[OBJECTIVE] Reproduce the listing verbatim.

_ _ _ _

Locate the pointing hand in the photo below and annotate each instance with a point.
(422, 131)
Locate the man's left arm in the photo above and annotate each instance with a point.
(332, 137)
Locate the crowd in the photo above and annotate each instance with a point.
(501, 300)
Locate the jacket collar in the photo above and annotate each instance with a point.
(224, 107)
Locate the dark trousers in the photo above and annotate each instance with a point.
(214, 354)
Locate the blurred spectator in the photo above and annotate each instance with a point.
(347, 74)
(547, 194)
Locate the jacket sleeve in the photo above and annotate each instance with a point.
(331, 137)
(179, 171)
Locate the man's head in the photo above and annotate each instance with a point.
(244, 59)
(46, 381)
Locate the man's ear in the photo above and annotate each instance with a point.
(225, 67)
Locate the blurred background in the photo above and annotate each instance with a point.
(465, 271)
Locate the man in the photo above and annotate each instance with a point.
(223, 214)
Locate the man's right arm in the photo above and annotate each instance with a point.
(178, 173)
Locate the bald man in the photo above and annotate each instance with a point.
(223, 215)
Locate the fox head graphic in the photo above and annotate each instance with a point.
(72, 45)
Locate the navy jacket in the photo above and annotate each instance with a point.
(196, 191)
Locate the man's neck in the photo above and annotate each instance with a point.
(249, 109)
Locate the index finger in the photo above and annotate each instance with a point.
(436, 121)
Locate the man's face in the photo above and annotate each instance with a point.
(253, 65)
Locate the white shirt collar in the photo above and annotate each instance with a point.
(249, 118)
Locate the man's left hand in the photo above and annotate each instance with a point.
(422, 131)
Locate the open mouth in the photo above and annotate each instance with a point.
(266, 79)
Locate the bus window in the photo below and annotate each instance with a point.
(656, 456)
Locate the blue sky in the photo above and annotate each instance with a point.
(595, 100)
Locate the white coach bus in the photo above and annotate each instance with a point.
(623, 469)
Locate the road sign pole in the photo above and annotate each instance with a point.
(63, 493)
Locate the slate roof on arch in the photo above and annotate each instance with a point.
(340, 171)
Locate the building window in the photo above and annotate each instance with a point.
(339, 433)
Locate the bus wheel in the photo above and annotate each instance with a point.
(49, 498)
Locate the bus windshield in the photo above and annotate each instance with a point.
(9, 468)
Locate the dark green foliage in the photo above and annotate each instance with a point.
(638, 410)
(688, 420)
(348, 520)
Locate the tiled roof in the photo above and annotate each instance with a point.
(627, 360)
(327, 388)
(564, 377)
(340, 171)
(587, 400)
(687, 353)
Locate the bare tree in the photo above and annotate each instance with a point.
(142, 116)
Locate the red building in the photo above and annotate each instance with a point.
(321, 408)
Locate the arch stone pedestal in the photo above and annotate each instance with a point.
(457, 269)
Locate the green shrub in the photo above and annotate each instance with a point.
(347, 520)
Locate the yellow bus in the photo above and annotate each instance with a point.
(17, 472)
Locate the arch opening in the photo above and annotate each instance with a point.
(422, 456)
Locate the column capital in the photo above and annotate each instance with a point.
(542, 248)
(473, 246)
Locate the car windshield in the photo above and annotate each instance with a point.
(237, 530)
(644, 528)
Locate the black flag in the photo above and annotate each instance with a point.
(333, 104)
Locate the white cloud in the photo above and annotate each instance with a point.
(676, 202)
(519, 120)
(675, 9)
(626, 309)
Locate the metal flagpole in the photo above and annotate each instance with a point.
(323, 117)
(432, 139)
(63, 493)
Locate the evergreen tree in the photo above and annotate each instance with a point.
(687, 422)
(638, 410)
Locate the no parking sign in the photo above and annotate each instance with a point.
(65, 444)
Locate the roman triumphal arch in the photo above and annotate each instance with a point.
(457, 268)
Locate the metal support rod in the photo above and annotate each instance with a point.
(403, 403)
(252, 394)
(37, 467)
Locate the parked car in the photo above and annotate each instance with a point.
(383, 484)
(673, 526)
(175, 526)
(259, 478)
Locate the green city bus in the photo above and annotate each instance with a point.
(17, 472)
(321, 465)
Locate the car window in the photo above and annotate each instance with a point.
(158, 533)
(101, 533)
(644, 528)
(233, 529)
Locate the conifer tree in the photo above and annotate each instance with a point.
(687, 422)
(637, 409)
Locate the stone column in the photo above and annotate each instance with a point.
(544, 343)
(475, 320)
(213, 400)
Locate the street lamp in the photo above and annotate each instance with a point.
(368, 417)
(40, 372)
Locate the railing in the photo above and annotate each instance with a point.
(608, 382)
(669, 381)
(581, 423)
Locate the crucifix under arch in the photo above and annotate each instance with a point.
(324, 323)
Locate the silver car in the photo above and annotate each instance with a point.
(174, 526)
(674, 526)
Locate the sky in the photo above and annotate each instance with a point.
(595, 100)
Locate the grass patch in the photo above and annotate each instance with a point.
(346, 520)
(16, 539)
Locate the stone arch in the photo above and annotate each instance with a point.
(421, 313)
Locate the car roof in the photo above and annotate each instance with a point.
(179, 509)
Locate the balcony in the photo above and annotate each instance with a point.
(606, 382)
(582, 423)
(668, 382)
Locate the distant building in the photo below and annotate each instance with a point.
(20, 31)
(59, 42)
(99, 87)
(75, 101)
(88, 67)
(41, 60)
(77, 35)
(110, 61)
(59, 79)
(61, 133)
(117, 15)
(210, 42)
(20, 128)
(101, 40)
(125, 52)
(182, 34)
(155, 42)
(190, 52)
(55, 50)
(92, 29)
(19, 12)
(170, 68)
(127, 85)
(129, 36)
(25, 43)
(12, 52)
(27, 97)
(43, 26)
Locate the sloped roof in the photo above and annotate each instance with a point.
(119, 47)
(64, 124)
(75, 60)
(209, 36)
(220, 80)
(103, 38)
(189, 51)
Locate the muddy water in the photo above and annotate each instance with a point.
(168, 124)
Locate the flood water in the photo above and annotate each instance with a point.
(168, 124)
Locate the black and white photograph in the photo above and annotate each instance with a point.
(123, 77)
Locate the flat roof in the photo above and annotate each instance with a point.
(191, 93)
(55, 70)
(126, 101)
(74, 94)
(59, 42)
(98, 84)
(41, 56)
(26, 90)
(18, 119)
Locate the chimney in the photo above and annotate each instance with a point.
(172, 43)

_ _ _ _

[REPLY]
Locate the pointing hand in the photo below and annotate each instance with a point.
(422, 131)
Locate the man's left arm in the photo above and annotate each instance with a point.
(332, 137)
Locate the crowd in the photo above and annotate each instance with a point.
(501, 300)
Locate the jacket collar in the photo above and annotate each instance with a point.
(224, 107)
Locate the dark trousers in the photo above and annotate each instance with a point.
(214, 354)
Locate the blurred spectator in the photo above and annotate each instance with a point.
(347, 74)
(547, 194)
Locate the jacket sleeve in the photo above and annotate each instance with a point.
(331, 137)
(179, 171)
Locate the man's head in the photo above and annotate each instance with a point.
(244, 59)
(46, 381)
Locate the man's ear in the photo above and annotate each instance with a point.
(225, 67)
Locate the blurred background in the photo above and annotate each instance with a point.
(465, 271)
Locate the man in the photo above and annotate each instance with a point.
(223, 214)
Locate the man's right arm in the photo above and annotate each instance with a point.
(178, 173)
Locate the bald man in the photo above and annotate each instance with a point.
(223, 215)
Locate the fox head graphic in the photo above and annotate each instance with a point.
(72, 45)
Locate the navy jacket in the photo above and annotate each instance with a point.
(196, 191)
Locate the man's neck in the photo above and annotate each instance with a point.
(249, 109)
Locate the index finger in the photo above and annotate each instance with a point.
(436, 121)
Locate the man's face in the photo above and annotate each instance with a point.
(253, 65)
Locate the white shirt collar in the photo above and annotate each instance with a point.
(249, 118)
Locate the man's left hand in the photo above and annotate each instance with a point.
(422, 131)
Locate the open mouth in the photo above and annotate each instance with a point.
(266, 79)
Locate the bus window in the photo below and annotate each instance with a point.
(656, 456)
Locate the blue sky in the photo above and annotate each instance with a point.
(595, 100)
Locate the white coach bus in the photo above and annotate each instance with a point.
(623, 469)
Locate the road sign pole in the photo above and annotate each instance with a point.
(63, 493)
Locate the slate roof on arch in the photo above and annotate each instance with a point.
(340, 171)
Locate the building window in the photo above and annotate each instance with a point.
(339, 433)
Locate the bus wheel in the photo above and annotate each instance with a point.
(49, 498)
Locate the bus windshield in the photo above and annotate each instance with a point.
(9, 468)
Locate the dark green foliage in the photo above and annotate each instance with a point.
(638, 410)
(688, 420)
(348, 520)
Locate the tiled roof in the photo above and annotate each instance with a point.
(627, 360)
(327, 388)
(564, 377)
(340, 171)
(587, 400)
(687, 353)
Locate the bare tree in the photo above and annotate each instance with a point.
(142, 116)
Locate the red building in the photo above and annotate each instance with a point.
(321, 408)
Locate the arch stone pedestal in the photo above and annotate each instance with a point.
(457, 269)
Locate the green shrub in the photo above and annotate each instance with a point.
(347, 520)
Locate the yellow bus in the photo above and annotate each instance with a point.
(17, 472)
Locate the arch opening in the photo above and annotate each instance with a point.
(422, 456)
Locate the column capital in the photo above and annotate each instance with a point.
(542, 248)
(473, 246)
Locate the car windshield in the photo above and annotate each instance with a point.
(237, 530)
(644, 528)
Locate the black flag in the photo above and annotate each instance with a point.
(333, 104)
Locate the white cloud in the photo above and annotate each instance with a point.
(676, 202)
(519, 120)
(675, 9)
(626, 309)
Locate the metal flagpole in the photo above and annotate each instance with a point.
(323, 117)
(432, 139)
(63, 493)
Locate the evergreen tree in the photo above and annotate each instance with a point.
(687, 422)
(638, 410)
Locate the no parking sign in the photo above and annotate each instance with a point.
(65, 444)
Locate the roman triumphal arch in the photo above and annotate each instance with a point.
(457, 268)
Locate the metal support rod in the photo above and annotate each instance with a point.
(403, 403)
(252, 394)
(37, 467)
Locate the parked car in the photo above and annotate each instance with a point.
(383, 484)
(673, 526)
(175, 526)
(259, 478)
Locate the green city bus in the photo above and annotate each instance with a point.
(17, 472)
(321, 465)
Locate the car window in the photo above and annotate each instance with a point.
(158, 533)
(101, 533)
(644, 528)
(233, 529)
Locate the conifer tree in the photo above and annotate each instance with a point.
(687, 422)
(637, 409)
Locate the stone column in the photo above and annotate each instance with a point.
(544, 343)
(475, 320)
(213, 400)
Locate the street lamp in the photo above and annotate each instance with a point.
(368, 417)
(40, 372)
Locate the railing in the photo above and annotate each instance with a point.
(608, 382)
(669, 381)
(581, 423)
Locate the crucifix under arch in the photo above and annotate each instance with a point.
(324, 323)
Locate the silver car in the photo above and annotate each instance with a point.
(174, 526)
(674, 526)
Locate the sky in the photo above and annotate each instance with a point.
(595, 100)
Locate the grass patch in the photo above and annotate each instance with a point.
(346, 520)
(16, 539)
Locate the stone arch in the photo above and annotate each instance with a point.
(421, 313)
Locate the car roof in the photo above and annotate each instance with a point.
(179, 509)
Locate the balcony in the photo above and annotate each instance with a point.
(606, 382)
(582, 423)
(668, 382)
Locate the distant building in the photo below and annotate each instance with a point.
(20, 31)
(59, 42)
(99, 87)
(75, 101)
(88, 67)
(41, 60)
(77, 35)
(110, 61)
(59, 79)
(61, 133)
(117, 15)
(210, 42)
(20, 128)
(101, 40)
(125, 52)
(182, 34)
(155, 42)
(190, 52)
(55, 50)
(92, 29)
(19, 12)
(170, 68)
(127, 85)
(129, 36)
(25, 43)
(12, 52)
(27, 97)
(43, 26)
Locate the sloped roof in the photo above and annotate each instance with a point.
(119, 47)
(64, 124)
(75, 60)
(209, 36)
(220, 80)
(103, 38)
(189, 51)
Locate the muddy water in the photo above and annotate each instance with a point.
(168, 124)
Locate the flood water in the photo above and annotate each instance with a point.
(168, 124)
Locate the black and white photograph in the photo above and annotate each instance with a point.
(123, 77)
Locate the flat roof in the photo above and annotate each instance with a point.
(191, 93)
(55, 70)
(126, 101)
(74, 94)
(59, 42)
(98, 84)
(41, 56)
(26, 90)
(18, 119)
Locate the chimney in the photo above and annotate each instance with a point.
(172, 43)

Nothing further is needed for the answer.